## EXTRACTO DEL DOCUMENTO

▼

En estos diez años las transformaciones han sido muchas, el acceso al aborto legal que permite proyectar qué vidas, qué familias y con quién tenerlas a la mitad de la población que antes quedaba atrapada en mandatos que parecían inmodificables. Ya no se tolera la violencia por razones de género, ya nadie mira para otro lado cuando se produce. ¿Acaso veíamos personas gordas en los medios de comunicación hace diez años? De muchas magnitudes son los cambios que protagonizamos y eso, aunque las amenazas se multipliquen, no se va a dar vuelta por decreto. Porque reverbera en nuestra memoria, en nuestros cuerpos que es posible modificar lo que parecía imposible. Que lo imposible tarda, pero la persistencia lo alcanza. ¿A cuál casa cerrada creen que se puede volver como si nada cuando compartimos las calles, cuando tenemos la experiencia de habernos transformado en un proceso colectivo y político que todavía vibra en nuestros cuerpos?
Diez años son un comienzo para los procesos históricos, apenas un pestañeo se podría decir. El desafío ahora es dejar de pensar este movimiento transformador como una cuestión identitaria en el que entran sólo mujeres o una enumeración de disidencias sexuales que siempre deja afuera a algunas. Ahora se trata de convocar a todos, a todas y a todes, a pensar cómo salir de una división sexual injusta de los trabajos, a pensar cómo se diseña el país en el que queremos vivir sin naturalizar la inequidad, sin naturalizar que la única justicia frente al daño recibido sea el castigo, aplicar más daño todavía.

▲

## DATOS PROPORCIONADOS
▼

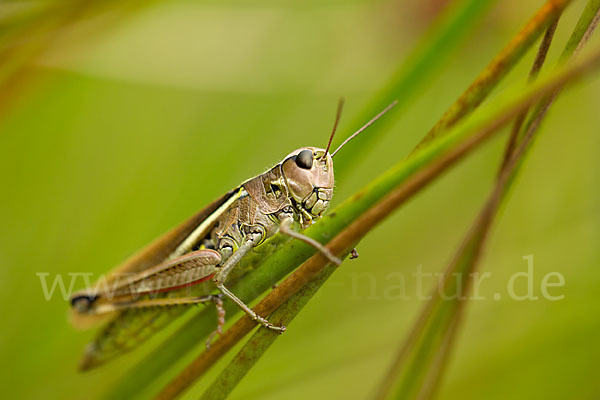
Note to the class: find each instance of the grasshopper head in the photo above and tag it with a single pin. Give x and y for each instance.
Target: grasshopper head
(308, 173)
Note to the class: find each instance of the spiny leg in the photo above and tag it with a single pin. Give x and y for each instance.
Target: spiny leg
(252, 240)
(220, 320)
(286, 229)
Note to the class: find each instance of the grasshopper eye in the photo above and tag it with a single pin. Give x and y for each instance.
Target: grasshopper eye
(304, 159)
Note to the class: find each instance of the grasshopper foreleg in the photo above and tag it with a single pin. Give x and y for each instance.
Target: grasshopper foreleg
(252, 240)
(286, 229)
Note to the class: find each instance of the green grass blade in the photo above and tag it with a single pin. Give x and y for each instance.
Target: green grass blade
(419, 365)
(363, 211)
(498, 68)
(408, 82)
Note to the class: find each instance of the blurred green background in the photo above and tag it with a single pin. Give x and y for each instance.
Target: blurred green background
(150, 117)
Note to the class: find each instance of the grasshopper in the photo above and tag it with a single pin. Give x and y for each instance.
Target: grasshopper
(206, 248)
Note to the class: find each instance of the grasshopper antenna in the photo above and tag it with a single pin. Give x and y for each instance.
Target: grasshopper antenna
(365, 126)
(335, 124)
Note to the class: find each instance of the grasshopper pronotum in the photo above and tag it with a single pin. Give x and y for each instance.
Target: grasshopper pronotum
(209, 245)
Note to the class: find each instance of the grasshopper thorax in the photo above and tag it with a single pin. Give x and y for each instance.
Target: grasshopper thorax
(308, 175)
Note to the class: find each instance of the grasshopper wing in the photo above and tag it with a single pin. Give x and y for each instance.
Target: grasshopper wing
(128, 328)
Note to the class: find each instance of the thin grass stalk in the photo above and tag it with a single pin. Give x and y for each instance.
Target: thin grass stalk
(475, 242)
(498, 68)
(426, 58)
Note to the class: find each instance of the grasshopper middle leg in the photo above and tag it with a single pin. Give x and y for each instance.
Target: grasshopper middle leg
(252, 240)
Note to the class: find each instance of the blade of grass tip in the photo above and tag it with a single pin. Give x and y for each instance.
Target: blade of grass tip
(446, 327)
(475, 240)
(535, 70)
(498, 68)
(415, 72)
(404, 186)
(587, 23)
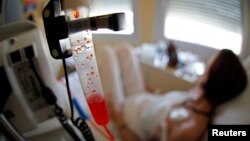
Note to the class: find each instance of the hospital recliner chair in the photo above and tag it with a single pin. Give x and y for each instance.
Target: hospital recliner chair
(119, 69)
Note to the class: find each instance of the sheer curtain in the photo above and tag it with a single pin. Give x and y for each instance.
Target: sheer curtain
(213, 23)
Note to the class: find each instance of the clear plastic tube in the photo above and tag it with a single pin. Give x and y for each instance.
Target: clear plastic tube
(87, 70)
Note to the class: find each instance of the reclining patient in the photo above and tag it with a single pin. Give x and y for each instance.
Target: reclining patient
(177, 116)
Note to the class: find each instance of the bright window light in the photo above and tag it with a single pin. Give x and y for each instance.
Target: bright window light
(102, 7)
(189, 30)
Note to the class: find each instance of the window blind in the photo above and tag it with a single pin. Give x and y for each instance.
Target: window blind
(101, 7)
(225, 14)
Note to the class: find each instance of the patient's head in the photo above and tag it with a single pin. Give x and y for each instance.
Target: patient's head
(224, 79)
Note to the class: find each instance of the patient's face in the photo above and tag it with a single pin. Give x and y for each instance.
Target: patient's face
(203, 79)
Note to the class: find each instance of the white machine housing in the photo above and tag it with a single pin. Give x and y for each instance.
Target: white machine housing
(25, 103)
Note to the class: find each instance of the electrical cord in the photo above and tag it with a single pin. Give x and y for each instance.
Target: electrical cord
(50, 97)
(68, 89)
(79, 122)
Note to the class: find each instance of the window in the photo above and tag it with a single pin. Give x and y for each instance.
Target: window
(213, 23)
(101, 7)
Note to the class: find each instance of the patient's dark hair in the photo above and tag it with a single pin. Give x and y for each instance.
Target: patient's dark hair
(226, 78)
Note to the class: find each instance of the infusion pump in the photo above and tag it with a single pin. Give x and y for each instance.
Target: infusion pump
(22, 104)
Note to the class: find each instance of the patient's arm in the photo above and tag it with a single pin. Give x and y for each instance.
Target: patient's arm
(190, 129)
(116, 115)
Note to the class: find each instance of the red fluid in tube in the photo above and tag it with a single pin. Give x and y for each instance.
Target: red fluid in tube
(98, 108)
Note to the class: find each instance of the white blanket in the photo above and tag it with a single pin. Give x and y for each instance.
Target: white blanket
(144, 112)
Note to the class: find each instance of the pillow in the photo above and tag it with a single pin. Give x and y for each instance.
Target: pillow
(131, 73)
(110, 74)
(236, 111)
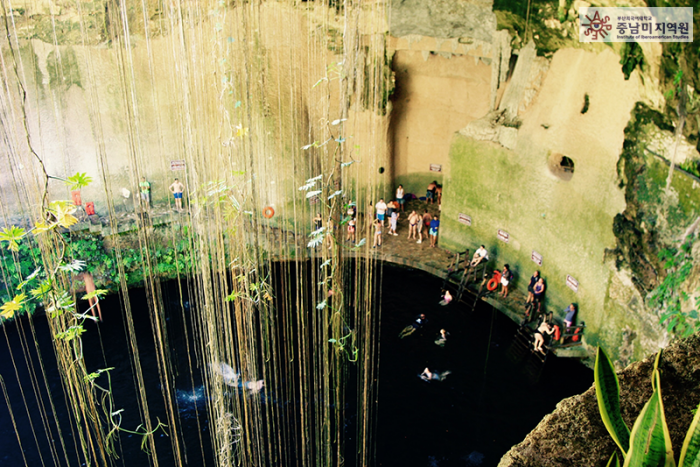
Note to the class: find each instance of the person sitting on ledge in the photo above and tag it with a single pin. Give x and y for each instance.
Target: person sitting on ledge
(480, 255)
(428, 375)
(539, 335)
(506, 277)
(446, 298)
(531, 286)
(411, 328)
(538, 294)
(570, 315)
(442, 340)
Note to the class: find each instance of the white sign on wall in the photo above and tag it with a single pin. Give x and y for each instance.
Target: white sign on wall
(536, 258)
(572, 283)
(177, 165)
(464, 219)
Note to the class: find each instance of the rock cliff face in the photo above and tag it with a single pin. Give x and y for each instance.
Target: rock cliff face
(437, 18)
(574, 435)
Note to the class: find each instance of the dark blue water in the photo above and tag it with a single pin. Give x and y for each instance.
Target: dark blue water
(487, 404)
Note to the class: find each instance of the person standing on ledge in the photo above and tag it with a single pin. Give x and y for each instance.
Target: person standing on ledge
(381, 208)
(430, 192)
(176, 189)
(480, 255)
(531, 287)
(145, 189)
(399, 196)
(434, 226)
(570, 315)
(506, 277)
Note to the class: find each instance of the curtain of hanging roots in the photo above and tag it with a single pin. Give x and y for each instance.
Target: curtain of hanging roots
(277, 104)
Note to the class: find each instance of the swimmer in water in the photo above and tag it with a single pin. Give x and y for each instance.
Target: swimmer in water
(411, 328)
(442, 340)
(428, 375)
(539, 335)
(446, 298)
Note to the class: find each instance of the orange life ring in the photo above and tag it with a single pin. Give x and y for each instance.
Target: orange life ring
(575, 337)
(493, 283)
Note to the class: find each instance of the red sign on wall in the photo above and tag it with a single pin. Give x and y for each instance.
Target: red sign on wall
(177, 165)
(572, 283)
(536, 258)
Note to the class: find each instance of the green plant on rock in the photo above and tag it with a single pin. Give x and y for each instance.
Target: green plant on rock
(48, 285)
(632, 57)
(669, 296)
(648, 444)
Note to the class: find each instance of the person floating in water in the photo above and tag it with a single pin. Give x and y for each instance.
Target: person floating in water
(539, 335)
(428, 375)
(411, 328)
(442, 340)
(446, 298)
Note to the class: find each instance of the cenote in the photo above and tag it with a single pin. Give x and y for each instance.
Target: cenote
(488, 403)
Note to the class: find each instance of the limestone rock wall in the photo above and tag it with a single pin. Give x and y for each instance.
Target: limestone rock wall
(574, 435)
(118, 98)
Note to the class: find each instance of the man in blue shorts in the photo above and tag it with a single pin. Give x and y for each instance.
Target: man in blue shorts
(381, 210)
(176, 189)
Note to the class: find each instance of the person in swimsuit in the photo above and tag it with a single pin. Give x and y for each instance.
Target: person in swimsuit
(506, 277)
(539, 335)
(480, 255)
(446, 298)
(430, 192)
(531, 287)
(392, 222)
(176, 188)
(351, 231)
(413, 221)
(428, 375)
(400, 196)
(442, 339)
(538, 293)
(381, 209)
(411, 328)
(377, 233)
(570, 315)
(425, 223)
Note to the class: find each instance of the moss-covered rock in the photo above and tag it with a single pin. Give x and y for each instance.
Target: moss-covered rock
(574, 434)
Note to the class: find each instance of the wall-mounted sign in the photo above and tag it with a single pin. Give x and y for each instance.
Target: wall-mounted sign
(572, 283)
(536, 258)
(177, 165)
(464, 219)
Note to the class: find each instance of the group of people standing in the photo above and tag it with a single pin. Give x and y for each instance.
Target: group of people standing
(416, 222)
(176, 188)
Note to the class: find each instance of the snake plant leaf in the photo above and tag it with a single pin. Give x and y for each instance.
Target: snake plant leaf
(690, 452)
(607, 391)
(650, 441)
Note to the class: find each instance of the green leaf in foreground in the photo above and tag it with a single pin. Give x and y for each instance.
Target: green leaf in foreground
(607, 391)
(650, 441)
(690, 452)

▲
▼

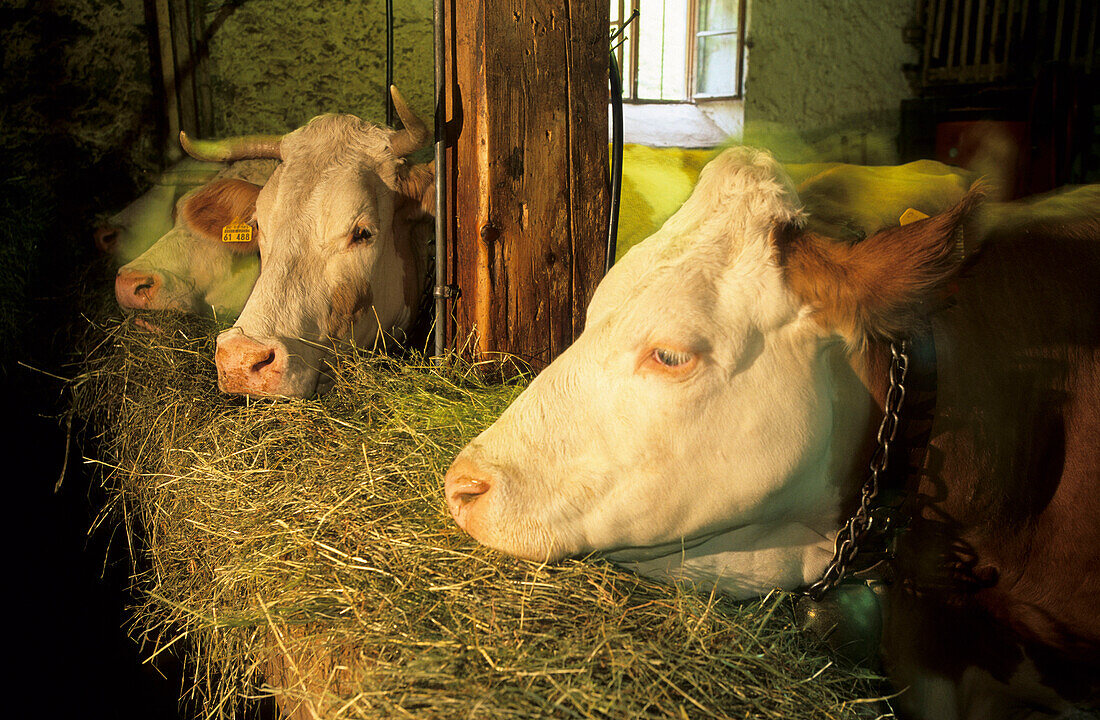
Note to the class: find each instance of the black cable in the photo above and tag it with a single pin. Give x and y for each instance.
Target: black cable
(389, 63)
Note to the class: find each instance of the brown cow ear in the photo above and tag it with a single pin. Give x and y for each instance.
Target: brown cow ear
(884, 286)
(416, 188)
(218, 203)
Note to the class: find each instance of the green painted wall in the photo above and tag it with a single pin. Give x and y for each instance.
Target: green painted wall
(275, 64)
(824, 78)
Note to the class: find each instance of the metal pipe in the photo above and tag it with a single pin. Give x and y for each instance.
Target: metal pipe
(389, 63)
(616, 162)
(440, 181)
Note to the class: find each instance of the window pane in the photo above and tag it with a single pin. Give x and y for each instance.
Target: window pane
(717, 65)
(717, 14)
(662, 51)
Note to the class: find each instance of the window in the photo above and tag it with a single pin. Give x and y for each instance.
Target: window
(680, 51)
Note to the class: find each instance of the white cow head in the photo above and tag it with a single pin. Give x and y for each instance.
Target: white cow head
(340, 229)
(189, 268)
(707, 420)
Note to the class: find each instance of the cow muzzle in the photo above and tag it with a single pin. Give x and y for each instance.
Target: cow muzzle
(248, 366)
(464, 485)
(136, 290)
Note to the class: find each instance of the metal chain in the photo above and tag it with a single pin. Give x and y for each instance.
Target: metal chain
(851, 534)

▲
▼

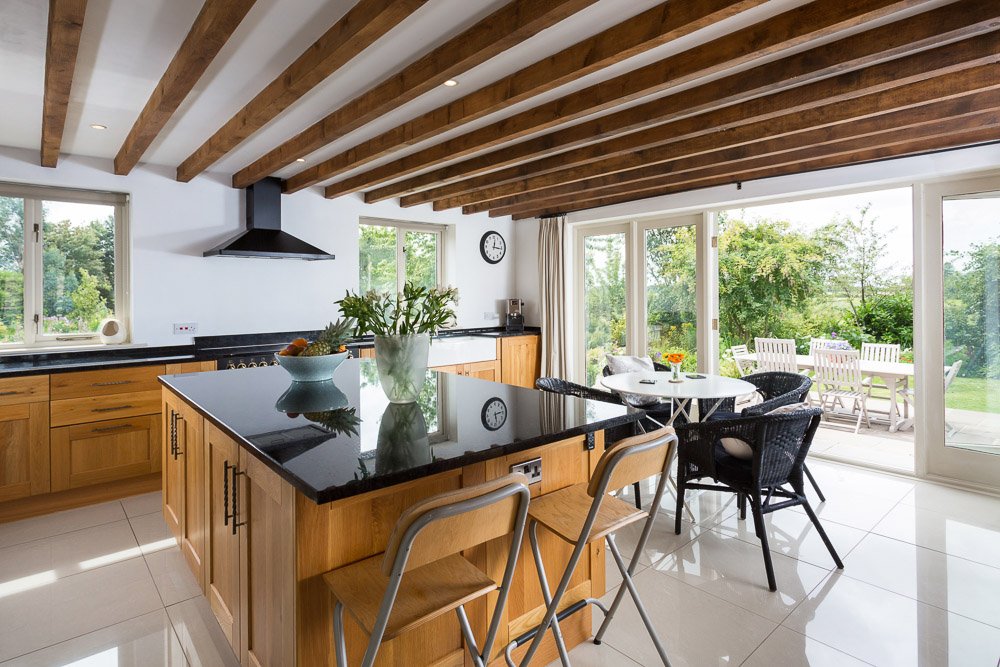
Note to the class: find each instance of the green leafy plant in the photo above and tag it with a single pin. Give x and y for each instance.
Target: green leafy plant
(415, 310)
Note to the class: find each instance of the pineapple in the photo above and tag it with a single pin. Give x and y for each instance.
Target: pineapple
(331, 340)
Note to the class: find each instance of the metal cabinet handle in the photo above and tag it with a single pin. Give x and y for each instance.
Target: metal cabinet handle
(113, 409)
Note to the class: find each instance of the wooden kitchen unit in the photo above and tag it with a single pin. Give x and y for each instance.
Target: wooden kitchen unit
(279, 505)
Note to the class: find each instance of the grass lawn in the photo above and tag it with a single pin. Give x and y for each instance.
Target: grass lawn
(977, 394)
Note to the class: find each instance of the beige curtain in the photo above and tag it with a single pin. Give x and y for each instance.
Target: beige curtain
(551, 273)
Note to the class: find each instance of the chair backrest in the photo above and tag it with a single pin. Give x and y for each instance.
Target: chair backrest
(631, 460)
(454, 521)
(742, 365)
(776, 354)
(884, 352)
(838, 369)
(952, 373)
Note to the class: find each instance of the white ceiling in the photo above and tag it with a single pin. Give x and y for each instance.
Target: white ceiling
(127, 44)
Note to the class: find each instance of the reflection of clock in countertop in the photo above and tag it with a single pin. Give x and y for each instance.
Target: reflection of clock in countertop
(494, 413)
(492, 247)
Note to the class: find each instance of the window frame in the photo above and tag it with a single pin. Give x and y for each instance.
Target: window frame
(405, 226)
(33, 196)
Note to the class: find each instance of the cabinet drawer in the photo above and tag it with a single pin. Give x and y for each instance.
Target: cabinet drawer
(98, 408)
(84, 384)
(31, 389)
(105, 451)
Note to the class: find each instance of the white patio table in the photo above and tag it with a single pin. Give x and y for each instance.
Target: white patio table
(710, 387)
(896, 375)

▲

## CONSIGNAS
1. Por favor, reproduce del texto sobre los diez años de transformaciones el fragmento que empieza con "Diez años son" y sigue hasta "más daño todavía.".
2. Prosigue el texto sobre los diez años de transformaciones a partir de su última oración.

## RESULTADOS DEL EJERCICIO
1.
Diez años son un comienzo para los procesos históricos, apenas un pestañeo se podría decir. El desafío ahora es dejar de pensar este movimiento transformador como una cuestión identitaria en el que entran sólo mujeres o una enumeración de disidencias sexuales que siempre deja afuera a algunas. Ahora se trata de convocar a todos, a todas y a todes, a pensar cómo salir de una división sexual injusta de los trabajos, a pensar cómo se diseña el país en el que queremos vivir sin naturalizar la inequidad, sin naturalizar que la única justicia frente al daño recibido sea el castigo, aplicar más daño todavía.

2.
Queda la tarea de abrir el mundo para que las personas con discapacidad puedan habitarlo sin trabas permanentes, queda luchar contra el racismo estructural que ordena las clases sociales y pone fronteras visibles en las ciudades y territorios, queda reparar a travestis y trans que sufrieron persecución policial mucho más allá de la dictadura. Queda generar vidas comunitarias que valoren la interdependencia, los saberes de los más grandes, la curiosidad de las más chicas, queda un planeta por transformar para que deje de girar a la derecha. Pero, así como una vez dimos un primer paso contra la crueldad, seguiremos dando otros, uno tras otro, hasta que todo sea como lo soñamos. Hoy toca poner límites, por nosotres y por todes. Por quienes están y por quienes faltan, por las Madres y Abuelas de Plaza de Mayo que abrieron camino. Por cada jubilado y cada jubilada que se plantan todos los miércoles para sacudirnos la insensibilidad.
Porque como dijimos hace una década, todos los cuerpos cuentan, todas las vidas cuentan. Ni una menos.